**WRITTEN EXERCISE**
Put the following lines into a numbered list, skipping any blank lines and leaving the pictures out.

====== MATERIAL FOR THE TASK ======

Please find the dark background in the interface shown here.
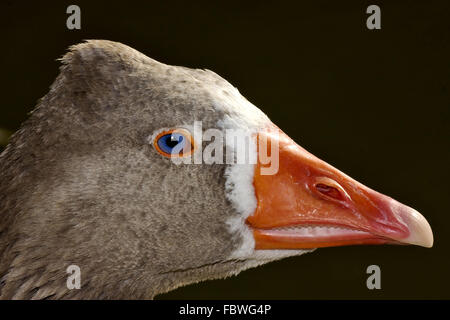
[0,0,450,299]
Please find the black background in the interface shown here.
[0,0,450,299]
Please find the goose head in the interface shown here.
[0,40,433,299]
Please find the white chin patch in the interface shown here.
[219,114,313,267]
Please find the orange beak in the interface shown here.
[247,128,433,249]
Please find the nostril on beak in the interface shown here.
[314,177,350,201]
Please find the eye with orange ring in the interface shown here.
[153,128,196,158]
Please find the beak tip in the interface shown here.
[404,209,434,248]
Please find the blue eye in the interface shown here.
[154,129,194,157]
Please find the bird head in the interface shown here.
[0,40,433,298]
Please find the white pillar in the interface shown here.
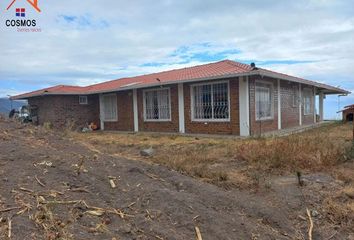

======

**THE COMPLETED TASK**
1. Please find the dark background in the interface shown here.
2. [0,0,450,299]
3. Please find the black background in the interface shown here.
4. [0,0,450,299]
5. Please find the goose head in the interface shown here.
6. [0,40,433,299]
7. Please find the white chin patch in the interface shown here.
8. [219,114,313,267]
9. Please find the orange beak in the interface shown here.
10. [247,128,433,249]
11. Please find the nostril on beak in the interface shown here.
12. [314,177,350,201]
13. Please find the eye with orange ring in the interface shown here.
14. [153,128,196,158]
15. Please find the beak tip in the interface shown here.
16. [404,209,434,248]
17. Please find the blue eye in the interface shown here.
18. [154,129,194,157]
19. Please find the bird head in the interface shown here.
20. [0,40,433,298]
21. Please find the white pillar in the interface shown here.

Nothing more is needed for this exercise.